> _Quoted passage_:
The greatest risk of clinically relevant myopathy and myonecrosis is when local anesthetics are administered intramuscularly and repeatedly (either serially or continuously) [34].
Pathogenesis
Experimentally, all local anesthetics can cause toxicity to skeletal muscle with the most toxic being bupivacaine and the least being procaine [34]. Bupivacaine causes the most severe changes characterized by calcific myonecrosis, formation of scar tissue and a marked rate of fiber regeneration, which were observed 7 and 28 days after a continuous femoral nerve block in a study in pigs [32]. Injury mechanisms seem to involve early and late aberrations to cytoplasmic calcium (Ca2+) homeostasis by the sarcoplasmic reticulum Ca2+ ATPase [35].
Clinically, myotoxocity may cause muscular pain and dysfunction, although in most cases these changes seem to be regenerative and clinically imperceptible.
Clinically relevant myotoxicity is very rare and only described in the human literature. In humans, clinical cases of myotoxicity caused by local anesthetics have been described mostly following continuous peripheral blocks and peri‐ and retrobulbar blocks. . A recently published systematic review of the literature in humans showed that the incidence of myotoxicity in ophthalmic studies was 0.77% [35].
Prevention
Using low concentrations of local anesthetics, especially of bupivacaine (<0.5%), may decrease the risk of myotoxicity, especially when serial or continuous administration is performed.
In vitro, co‐administration of erythropoietin, dantrolene or N‐acetylcysteine protects against bupivacaine‐induced myotoxicity, but the clinical relevance of these treatments is not known at present.
Diagnosis
Clinically relevant myositits/myonecrosis will cause muscle pain and dysfunction. The symptoms usually start 1–2 days post‐injection and these are maximal at 3–4 days [36]. Human reports of local anesthetic‐induced myopathy describe the development of pain, swelling and tenderness of the affected muscle (particularly with activity or stretch). However, the most convincing clinical sign for the diagnosis is delayed onset of intense muscle weakness in the setting of normal sensory function and well‐maintained deep tendon reflexes [36]. Regeneration occurs 3–4 weeks post‐injection [34], and by this time clinical recovery is almost complete [36].

> _Required actions_:
1. In the passage on local anesthetic myotoxicity, transcribe everything between "Clinically, myotoxocity may" and "administration is performed.", inclusive.
2. Answer these questions from the passage on local anesthetic myotoxicity:
(a) In experiments, which local anesthetic is the least toxic to skeletal muscle?
(b) According to the systematic review, what was the incidence of myotoxicity in ophthalmic studies?
(c) How soon after injection do symptoms usually start?
3. Does each statement agree with the passage on local anesthetic myotoxicity? Answer yes or no, and quote the words that decide it.
(a) Clinically relevant myotoxicity has been described outside the human literature.
(b) Regeneration occurs 3–4 weeks after injection.
(c) The clinical value of giving erythropoietin alongside bupivacaine has been established.

> _Stored data_:
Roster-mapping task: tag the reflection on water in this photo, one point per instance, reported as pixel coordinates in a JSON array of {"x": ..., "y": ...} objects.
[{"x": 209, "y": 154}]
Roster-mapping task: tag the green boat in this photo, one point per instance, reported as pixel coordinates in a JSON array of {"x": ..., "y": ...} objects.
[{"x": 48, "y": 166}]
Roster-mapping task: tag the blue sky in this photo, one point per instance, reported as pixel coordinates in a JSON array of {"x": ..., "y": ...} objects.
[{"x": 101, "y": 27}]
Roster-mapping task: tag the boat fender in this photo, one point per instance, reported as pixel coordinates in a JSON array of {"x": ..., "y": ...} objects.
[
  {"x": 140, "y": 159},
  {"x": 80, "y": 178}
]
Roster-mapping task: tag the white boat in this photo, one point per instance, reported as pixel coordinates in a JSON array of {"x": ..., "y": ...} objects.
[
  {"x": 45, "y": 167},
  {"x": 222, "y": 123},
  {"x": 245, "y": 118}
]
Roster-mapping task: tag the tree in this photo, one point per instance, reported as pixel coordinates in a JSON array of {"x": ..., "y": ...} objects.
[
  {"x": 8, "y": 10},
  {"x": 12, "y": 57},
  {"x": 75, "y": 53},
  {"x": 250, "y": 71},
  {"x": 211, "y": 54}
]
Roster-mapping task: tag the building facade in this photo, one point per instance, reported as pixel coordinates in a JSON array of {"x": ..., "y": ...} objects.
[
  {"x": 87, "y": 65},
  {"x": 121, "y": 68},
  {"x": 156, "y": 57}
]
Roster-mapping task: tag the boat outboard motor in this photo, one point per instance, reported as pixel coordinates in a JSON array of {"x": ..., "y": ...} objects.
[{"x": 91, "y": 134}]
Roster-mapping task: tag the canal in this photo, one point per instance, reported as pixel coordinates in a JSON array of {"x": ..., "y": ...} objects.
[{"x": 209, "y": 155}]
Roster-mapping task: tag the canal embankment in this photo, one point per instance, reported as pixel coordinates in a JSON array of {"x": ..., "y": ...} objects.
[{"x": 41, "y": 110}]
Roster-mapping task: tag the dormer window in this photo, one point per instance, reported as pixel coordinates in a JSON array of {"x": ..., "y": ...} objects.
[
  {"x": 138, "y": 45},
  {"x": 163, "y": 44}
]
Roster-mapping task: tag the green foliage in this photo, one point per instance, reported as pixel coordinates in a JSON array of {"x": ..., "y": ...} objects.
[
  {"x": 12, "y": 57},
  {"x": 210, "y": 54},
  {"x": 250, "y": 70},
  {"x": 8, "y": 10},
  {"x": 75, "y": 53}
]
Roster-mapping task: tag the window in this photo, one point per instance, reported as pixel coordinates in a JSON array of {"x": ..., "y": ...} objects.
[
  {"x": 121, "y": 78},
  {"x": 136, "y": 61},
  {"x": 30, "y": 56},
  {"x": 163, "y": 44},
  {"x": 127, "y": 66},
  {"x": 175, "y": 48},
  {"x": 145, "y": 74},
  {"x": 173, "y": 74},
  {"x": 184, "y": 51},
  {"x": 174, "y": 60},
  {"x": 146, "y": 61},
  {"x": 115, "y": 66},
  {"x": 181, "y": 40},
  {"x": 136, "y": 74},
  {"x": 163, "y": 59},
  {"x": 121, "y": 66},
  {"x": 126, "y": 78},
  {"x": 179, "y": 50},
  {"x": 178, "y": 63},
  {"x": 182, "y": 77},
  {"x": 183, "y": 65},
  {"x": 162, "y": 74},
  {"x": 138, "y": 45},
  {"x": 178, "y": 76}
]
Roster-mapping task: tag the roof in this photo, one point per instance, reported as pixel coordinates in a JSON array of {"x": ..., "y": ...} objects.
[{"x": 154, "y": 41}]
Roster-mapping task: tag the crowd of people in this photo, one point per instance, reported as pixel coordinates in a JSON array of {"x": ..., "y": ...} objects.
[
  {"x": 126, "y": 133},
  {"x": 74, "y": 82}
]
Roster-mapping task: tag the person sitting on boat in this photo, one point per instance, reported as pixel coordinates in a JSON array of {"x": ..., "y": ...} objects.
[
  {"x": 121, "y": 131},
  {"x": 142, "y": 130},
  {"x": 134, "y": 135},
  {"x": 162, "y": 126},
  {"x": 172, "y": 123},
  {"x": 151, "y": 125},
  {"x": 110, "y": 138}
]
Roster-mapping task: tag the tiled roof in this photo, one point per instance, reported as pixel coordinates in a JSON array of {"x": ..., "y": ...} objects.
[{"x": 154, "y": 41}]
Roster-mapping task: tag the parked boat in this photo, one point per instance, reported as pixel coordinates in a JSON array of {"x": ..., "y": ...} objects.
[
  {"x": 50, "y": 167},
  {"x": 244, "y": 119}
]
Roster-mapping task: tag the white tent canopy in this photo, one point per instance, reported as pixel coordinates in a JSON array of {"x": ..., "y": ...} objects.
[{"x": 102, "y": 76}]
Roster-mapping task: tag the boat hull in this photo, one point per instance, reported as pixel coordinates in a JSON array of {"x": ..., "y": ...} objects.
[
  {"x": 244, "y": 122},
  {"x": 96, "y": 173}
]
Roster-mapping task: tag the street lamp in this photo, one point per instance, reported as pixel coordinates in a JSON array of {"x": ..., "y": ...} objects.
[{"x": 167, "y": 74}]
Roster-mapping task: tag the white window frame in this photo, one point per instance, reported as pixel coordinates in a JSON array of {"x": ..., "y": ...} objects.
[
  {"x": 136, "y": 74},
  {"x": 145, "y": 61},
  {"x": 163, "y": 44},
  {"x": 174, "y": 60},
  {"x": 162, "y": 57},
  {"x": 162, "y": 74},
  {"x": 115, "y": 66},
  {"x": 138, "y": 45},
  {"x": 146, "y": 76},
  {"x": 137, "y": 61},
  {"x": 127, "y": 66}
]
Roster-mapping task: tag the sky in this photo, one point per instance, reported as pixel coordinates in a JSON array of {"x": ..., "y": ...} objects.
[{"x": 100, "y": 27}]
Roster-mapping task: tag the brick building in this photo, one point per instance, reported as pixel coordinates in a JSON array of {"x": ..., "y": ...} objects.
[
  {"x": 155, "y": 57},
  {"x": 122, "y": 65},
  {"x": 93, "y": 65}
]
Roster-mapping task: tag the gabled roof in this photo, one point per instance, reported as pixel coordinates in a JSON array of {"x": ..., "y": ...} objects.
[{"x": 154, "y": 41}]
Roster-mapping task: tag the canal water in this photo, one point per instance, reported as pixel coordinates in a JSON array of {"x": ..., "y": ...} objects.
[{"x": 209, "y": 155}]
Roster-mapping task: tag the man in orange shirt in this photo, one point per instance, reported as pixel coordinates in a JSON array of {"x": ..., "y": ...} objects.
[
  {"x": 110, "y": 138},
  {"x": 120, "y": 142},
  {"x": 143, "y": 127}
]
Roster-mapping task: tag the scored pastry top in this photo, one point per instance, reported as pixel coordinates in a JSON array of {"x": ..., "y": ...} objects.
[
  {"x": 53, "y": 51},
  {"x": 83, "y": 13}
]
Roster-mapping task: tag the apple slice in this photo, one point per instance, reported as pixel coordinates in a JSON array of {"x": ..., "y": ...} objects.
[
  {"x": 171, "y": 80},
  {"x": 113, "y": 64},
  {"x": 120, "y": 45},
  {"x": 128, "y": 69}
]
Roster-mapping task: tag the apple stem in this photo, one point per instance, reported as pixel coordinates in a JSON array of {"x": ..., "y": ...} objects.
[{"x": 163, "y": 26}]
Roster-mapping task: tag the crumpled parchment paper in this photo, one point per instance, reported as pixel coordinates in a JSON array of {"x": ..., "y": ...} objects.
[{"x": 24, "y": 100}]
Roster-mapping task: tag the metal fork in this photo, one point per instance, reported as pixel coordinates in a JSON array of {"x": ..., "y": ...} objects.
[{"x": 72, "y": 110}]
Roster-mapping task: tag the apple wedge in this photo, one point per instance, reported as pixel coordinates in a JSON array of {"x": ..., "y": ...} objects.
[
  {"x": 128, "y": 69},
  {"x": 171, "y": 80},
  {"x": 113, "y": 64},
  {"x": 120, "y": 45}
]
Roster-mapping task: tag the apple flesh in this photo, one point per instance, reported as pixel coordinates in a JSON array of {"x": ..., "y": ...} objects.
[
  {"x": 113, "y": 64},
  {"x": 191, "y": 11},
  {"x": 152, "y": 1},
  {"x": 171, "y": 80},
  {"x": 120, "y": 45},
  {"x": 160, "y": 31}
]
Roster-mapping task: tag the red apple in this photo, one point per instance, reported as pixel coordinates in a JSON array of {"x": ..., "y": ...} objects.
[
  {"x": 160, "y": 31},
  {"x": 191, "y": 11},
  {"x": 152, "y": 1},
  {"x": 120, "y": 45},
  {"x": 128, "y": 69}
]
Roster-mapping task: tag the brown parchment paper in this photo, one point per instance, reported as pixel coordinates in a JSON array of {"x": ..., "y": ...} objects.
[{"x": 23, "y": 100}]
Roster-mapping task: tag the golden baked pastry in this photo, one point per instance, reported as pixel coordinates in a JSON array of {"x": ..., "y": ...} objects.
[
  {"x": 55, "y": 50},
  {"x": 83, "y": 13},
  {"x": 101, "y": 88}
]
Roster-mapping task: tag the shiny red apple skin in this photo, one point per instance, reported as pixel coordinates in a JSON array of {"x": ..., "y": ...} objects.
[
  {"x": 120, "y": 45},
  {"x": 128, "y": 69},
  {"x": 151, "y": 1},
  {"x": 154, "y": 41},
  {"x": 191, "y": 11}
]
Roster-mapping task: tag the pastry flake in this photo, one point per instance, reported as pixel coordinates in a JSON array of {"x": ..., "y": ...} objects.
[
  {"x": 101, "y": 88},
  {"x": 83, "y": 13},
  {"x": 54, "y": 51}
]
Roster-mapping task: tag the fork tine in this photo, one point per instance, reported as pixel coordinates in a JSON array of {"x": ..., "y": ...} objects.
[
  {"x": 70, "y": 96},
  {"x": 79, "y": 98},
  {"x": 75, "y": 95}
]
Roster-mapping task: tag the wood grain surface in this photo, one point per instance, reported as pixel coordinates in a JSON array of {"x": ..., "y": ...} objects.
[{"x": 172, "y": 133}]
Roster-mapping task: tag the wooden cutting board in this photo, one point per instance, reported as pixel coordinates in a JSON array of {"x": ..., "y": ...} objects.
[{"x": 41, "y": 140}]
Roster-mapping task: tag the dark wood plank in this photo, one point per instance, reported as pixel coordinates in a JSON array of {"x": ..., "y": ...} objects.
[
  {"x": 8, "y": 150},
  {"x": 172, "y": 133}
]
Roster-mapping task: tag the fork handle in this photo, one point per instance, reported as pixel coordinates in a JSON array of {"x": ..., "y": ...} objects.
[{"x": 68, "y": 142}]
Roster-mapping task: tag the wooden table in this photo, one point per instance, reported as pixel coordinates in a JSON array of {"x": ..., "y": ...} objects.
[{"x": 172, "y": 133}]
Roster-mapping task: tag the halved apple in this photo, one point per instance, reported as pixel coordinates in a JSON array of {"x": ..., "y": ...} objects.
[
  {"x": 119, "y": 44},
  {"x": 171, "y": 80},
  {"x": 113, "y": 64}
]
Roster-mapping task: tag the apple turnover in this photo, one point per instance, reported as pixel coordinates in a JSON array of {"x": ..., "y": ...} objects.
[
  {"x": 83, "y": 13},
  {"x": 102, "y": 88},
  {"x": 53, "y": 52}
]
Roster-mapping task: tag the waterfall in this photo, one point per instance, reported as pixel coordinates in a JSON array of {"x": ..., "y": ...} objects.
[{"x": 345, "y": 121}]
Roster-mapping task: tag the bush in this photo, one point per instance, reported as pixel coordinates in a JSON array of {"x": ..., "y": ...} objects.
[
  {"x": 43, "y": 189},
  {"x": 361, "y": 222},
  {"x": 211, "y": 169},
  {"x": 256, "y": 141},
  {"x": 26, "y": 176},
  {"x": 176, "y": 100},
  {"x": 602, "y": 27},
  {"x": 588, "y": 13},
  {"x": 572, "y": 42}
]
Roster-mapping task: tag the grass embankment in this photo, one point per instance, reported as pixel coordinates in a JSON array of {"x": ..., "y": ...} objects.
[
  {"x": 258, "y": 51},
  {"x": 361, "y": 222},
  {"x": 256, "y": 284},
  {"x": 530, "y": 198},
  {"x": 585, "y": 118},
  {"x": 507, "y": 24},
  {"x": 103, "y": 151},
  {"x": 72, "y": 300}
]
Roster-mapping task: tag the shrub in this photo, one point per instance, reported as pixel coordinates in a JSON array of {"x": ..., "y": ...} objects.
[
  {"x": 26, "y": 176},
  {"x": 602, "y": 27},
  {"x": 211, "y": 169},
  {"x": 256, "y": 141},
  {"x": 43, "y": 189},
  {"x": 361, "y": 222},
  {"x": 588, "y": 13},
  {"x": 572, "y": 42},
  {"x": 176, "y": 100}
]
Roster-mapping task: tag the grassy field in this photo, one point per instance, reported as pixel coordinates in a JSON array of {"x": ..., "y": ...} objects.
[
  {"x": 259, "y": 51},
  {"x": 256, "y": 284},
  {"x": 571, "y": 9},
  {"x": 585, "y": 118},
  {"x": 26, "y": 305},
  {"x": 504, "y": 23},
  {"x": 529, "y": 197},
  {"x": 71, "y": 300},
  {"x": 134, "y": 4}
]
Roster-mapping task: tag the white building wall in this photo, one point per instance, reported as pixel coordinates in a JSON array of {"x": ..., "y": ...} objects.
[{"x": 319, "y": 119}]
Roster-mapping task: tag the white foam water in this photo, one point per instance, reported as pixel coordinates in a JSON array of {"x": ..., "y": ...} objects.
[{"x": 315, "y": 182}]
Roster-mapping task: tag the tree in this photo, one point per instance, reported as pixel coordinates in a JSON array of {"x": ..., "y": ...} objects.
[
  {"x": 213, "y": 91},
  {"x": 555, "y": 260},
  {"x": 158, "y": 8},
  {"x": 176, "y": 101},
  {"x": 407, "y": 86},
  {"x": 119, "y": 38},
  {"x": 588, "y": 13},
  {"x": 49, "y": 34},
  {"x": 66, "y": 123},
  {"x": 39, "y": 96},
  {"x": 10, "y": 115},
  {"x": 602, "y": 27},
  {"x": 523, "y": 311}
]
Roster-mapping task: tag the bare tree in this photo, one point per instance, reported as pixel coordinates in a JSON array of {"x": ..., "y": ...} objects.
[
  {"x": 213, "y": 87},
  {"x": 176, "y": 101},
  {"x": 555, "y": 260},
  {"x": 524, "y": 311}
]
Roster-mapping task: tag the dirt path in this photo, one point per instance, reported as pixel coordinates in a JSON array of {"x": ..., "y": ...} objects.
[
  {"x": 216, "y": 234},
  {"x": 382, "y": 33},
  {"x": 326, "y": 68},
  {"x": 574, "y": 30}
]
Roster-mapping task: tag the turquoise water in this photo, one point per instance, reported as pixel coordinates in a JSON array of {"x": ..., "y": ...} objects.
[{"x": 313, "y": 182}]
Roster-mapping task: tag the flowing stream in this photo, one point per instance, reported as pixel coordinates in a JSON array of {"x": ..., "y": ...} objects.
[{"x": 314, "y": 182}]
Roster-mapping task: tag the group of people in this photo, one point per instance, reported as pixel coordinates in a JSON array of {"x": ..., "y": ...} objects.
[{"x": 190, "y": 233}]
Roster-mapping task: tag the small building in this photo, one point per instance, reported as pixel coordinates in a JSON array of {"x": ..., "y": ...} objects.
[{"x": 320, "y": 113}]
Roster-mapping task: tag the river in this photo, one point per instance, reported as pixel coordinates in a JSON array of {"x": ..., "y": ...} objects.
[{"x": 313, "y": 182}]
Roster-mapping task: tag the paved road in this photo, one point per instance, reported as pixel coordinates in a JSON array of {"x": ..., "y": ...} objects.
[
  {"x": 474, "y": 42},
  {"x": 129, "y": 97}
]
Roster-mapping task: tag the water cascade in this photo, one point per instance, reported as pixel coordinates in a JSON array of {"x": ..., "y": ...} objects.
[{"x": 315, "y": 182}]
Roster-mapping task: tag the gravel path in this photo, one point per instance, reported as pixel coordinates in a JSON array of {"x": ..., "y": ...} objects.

> _Answers in order_:
1.
Clinically, myotoxocity may cause muscular pain and dysfunction, although in most cases these changes seem to be regenerative and clinically imperceptible.
Clinically relevant myotoxicity is very rare and only described in the human literature. In humans, clinical cases of myotoxicity caused by local anesthetics have been described mostly following continuous peripheral blocks and peri‐ and retrobulbar blocks. . A recently published systematic review of the literature in humans showed that the incidence of myotoxicity in ophthalmic studies was 0.77% [35].
Prevention
Using low concentrations of local anesthetics, especially of bupivacaine (<0.5%), may decrease the risk of myotoxicity, especially when serial or continuous administration is performed.

2.
(a) Procaine
(b) 0.77%
(c) 1–2 days post-injection

3.
(a) No: "Clinically relevant myotoxicity is very rare and only described in the human literature."
(b) Yes: "Regeneration occurs 3–4 weeks post‐injection"
(c) No: "the clinical relevance of these treatments is not known at present."